→ **WRITTEN TASK A**:
Retype the passage of the course description from "In addition, students" up to and including "or published literature.".
→ **WRITTEN TASK B**:
Translate this sentence from the course description into Spanish: "The structure of this MPhil follows the general structure of the MPhil in Archaeology."

→ **DOCUMENT PASSAGE**:
============================================================
The course discusses major methods and themes in:
- geoarchaeology and the development of landscapes
- the applications of soil micromorphology to paleosols and archaeological settlements
- zooarchaeological investigations, especially concerning food procurement and taphonomic aspects
- archaeobotany and the origins and spread of agriculture
- the isotopic analyses of human and animal material, to study palaeodiet and palaeoclimate
- chemical analyses of archaeological materials, including ceramic residue analyses
- the roles of ancient and modern archaeogenetic studies
Some cross-cutting themes that link the different analytical approaches include the exploitation of landscapes, agricultural beginnings and intensification, food resources, and the relationships of these to human settlement and landscape change. This course option is appropriate for both students with background in archaeological science and students new to the subject.
The structure of this MPhil follows the general structure of the MPhil in Archaeology. For their three modules, students take:
- Archaeological Science (G10), a seminar-based module which reviews fundamental concepts across a wide range of practices and methodologies in archaeological science. The module is assessed through an unseen examination (67%) and an essay of not more than 3000 words length (33%).
- Practical Application of Scientific Methods (G32), to be assessed through two written reports upon practical projects of not more than 4000 words length (50% each).
- Any other MPhil module within the Division of Archaeology, subject to the instructor's consent and the approval of the MPhil in Archaeology co-ordinator. This allows the student to choose from a wide range of courses, including methodological, other area or period based courses, and thematic courses in museums and heritage (see here for complete list of modules offered in the MPhil in Archaeology).
In addition, students take the Research Skills module and write a 15,000 word dissertation on a topic in Archaeological Science. The dissertation offers a chance to undertake an independent, original research project under the guidance of academic staff; some are based on laboratory analyses, fieldwork or studies of museum collections, others on analysis of existing databases or published literature.
Recent MPhil Dissertations
Some recent MPhil dissertations and project topics in Archaeological Science include:
- The recognition of agriculture in soils on different geologies
- The micromorphological and geochemical analysis of floor deposits from a Viking period settlement in western Scotland
- Avifaunal remains from Pupicina Pec, Croatia
- Plant macrofossils and charcoal from middle Upper Palaeolithic sites in the Czech Republic
- Isotopic analysis of Epipalaeolithic subsistence and mobility strategies in Jordan
This MPhil option also has a number of field trips to archaeological sites and landscapes in Cambridgeshire and sometimes offers the possibility of field trips to sites further afield such as Stonehenge and Avebury.
============================================================
→ **SUPPLIED ENTRIES**:
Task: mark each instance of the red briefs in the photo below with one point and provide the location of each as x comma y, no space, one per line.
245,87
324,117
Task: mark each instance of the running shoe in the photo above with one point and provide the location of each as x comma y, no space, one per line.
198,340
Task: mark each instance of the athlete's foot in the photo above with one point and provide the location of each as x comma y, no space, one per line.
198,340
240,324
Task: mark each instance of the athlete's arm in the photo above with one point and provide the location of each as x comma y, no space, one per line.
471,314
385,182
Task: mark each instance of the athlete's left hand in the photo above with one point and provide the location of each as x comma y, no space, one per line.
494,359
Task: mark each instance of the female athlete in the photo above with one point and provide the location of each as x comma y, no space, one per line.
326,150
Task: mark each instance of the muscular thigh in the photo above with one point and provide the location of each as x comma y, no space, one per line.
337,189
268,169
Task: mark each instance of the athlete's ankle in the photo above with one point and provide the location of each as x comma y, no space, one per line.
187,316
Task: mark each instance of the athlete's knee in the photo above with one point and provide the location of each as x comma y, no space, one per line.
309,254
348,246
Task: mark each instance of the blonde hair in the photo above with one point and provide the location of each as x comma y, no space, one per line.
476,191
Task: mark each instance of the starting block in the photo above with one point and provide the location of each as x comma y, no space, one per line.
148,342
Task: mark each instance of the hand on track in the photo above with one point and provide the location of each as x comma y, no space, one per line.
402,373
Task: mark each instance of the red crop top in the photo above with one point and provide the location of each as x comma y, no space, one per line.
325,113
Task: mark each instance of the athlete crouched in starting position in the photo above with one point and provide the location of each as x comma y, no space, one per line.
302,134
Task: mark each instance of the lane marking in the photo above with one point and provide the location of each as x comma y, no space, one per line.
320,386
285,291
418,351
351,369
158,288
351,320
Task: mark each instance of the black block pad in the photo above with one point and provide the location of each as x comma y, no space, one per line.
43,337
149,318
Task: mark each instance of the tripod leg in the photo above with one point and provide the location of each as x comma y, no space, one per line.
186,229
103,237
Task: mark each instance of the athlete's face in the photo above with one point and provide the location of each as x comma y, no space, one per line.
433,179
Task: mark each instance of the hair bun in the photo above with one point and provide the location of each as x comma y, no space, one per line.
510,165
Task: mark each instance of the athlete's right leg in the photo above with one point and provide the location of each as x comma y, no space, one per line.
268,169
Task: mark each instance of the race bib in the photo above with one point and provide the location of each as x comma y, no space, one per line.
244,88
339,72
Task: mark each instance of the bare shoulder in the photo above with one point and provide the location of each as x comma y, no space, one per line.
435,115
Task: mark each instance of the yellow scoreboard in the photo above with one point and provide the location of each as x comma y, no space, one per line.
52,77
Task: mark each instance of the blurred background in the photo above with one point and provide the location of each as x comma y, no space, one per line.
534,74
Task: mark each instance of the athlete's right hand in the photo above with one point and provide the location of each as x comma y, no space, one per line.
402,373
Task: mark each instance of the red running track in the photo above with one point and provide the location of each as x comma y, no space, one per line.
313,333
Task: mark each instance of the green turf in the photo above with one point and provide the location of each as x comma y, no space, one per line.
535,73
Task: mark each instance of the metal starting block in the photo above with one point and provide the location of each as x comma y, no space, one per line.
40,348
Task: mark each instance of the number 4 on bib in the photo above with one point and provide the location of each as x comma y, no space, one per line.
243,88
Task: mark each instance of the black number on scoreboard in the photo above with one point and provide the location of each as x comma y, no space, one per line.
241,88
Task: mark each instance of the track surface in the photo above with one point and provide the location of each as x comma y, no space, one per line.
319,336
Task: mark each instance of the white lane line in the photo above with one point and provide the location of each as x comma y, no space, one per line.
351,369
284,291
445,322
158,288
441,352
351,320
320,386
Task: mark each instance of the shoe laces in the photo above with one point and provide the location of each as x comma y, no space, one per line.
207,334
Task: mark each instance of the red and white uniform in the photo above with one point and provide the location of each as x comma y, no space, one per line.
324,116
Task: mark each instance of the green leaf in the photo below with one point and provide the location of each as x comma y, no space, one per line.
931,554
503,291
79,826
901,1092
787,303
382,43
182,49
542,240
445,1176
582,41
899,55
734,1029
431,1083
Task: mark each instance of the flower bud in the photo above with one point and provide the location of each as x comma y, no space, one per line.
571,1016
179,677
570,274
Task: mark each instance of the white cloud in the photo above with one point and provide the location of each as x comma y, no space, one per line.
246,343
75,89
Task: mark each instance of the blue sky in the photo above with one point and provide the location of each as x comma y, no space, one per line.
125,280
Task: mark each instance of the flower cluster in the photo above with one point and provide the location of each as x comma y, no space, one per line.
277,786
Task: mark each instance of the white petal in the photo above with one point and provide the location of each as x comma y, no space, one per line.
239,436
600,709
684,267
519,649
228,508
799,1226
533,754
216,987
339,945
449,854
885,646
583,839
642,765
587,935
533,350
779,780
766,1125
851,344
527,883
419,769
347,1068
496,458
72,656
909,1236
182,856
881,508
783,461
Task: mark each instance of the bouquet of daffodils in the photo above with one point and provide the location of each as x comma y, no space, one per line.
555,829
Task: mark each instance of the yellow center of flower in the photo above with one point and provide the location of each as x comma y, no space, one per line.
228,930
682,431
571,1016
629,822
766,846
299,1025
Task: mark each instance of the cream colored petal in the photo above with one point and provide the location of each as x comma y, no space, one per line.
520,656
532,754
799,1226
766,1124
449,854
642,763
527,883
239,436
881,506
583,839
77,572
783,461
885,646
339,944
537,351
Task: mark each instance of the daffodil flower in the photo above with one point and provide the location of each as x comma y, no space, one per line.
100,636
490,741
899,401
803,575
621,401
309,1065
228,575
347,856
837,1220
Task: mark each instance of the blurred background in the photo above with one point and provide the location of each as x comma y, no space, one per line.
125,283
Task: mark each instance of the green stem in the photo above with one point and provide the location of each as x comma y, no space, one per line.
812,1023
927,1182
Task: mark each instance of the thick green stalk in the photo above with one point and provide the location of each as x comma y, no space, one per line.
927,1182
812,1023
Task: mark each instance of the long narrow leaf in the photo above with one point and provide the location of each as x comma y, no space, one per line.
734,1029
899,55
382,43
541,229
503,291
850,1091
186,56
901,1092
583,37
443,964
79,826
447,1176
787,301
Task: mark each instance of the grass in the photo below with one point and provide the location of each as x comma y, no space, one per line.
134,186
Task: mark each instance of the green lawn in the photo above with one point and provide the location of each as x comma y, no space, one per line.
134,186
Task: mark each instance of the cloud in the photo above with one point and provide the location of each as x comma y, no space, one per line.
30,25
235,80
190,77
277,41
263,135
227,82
============================================================
→ **RESPONSE A**:
In addition, students take the Research Skills module and write a 15,000 word dissertation on a topic in Archaeological Science. The dissertation offers a chance to undertake an independent, original research project under the guidance of academic staff; some are based on laboratory analyses, fieldwork or studies of museum collections, others on analysis of existing databases or published literature.

→ **RESPONSE B**:
La estructura de este MPhil sigue la estructura general del MPhil en Arqueología.